## Brief
Please convert the lines below into a JSON list of strings, with one string for each line and any blank lines left out.

+ + + + +

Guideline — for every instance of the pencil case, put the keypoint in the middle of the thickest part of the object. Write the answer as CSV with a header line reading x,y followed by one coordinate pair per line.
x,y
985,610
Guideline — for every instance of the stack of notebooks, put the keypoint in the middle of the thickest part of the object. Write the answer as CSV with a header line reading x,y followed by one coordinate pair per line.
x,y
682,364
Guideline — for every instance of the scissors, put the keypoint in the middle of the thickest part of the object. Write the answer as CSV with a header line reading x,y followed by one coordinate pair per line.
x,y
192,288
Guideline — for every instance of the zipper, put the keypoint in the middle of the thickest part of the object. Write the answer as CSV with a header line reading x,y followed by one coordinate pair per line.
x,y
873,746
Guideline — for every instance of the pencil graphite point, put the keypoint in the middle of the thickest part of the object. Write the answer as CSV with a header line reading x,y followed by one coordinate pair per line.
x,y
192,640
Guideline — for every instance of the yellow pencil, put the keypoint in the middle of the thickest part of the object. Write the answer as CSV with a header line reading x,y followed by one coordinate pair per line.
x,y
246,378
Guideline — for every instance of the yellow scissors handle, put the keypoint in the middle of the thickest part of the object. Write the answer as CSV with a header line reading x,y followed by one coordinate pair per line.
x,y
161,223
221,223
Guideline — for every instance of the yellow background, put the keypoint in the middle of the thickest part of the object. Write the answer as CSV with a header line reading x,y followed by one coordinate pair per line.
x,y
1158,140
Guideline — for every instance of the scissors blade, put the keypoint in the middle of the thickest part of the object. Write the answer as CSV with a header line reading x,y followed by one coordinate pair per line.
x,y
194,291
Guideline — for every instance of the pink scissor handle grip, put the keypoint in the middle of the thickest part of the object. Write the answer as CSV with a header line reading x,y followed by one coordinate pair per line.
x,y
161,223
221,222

+ + + + +

## Solution
[
  "Guideline — for every instance of the pencil case, put the keypoint in the middle of the thickest part of the object. Write the answer as CSV with a header line reading x,y followed by one coordinate pair per line.",
  "x,y",
  "985,610",
  "Guideline — for every instance of the stack of notebooks, put the keypoint in the middle of the thickest part of the object. Write the answer as CSV with a header line reading x,y followed by one coordinate pair per line.",
  "x,y",
  "682,364",
  "Guideline — for every instance of the scissors, put the keypoint in the middle of the thickest part of the object. Write the answer as CSV with a header line reading x,y followed by one coordinate pair per line.",
  "x,y",
  "192,288",
  "Guideline — for every instance of the zipper, put the keypoint in the middle of the thickest part of the object. Write the answer as CSV with a header line reading x,y followed by one coordinate pair per line.",
  "x,y",
  "873,746",
  "Guideline — for every instance of the pencil graphite point, put the keypoint in the middle of the thickest part of the object. Write the answer as CSV with a header line reading x,y followed by one coordinate pair per line.",
  "x,y",
  "192,640",
  "Guideline — for every instance of the yellow pencil, put the keypoint in the middle of the thickest part of the object. Write the answer as CSV with a header line reading x,y followed by one coordinate pair per line.",
  "x,y",
  "246,378",
  "Guideline — for every instance of the yellow scissors handle, put the keypoint in the middle of the thickest part of the object. Write the answer as CSV with a header line reading x,y followed by one coordinate pair per line.",
  "x,y",
  "161,223",
  "221,223",
  "Guideline — for every instance of the yellow background, put the keypoint in the middle of the thickest part of the object. Write the answer as CSV with a header line reading x,y followed by one coordinate pair per line.",
  "x,y",
  "1158,140",
  "Guideline — for every instance of the scissors blade, put the keypoint in the middle of the thickest part of the object. Write the answer as CSV with a header line reading x,y followed by one coordinate pair per line.",
  "x,y",
  "194,291",
  "Guideline — for every instance of the pink scissor handle grip, put the keypoint in the middle of the thickest part of the object. Write the answer as CSV with a header line reading x,y followed by one coordinate pair per line.",
  "x,y",
  "161,223",
  "221,222"
]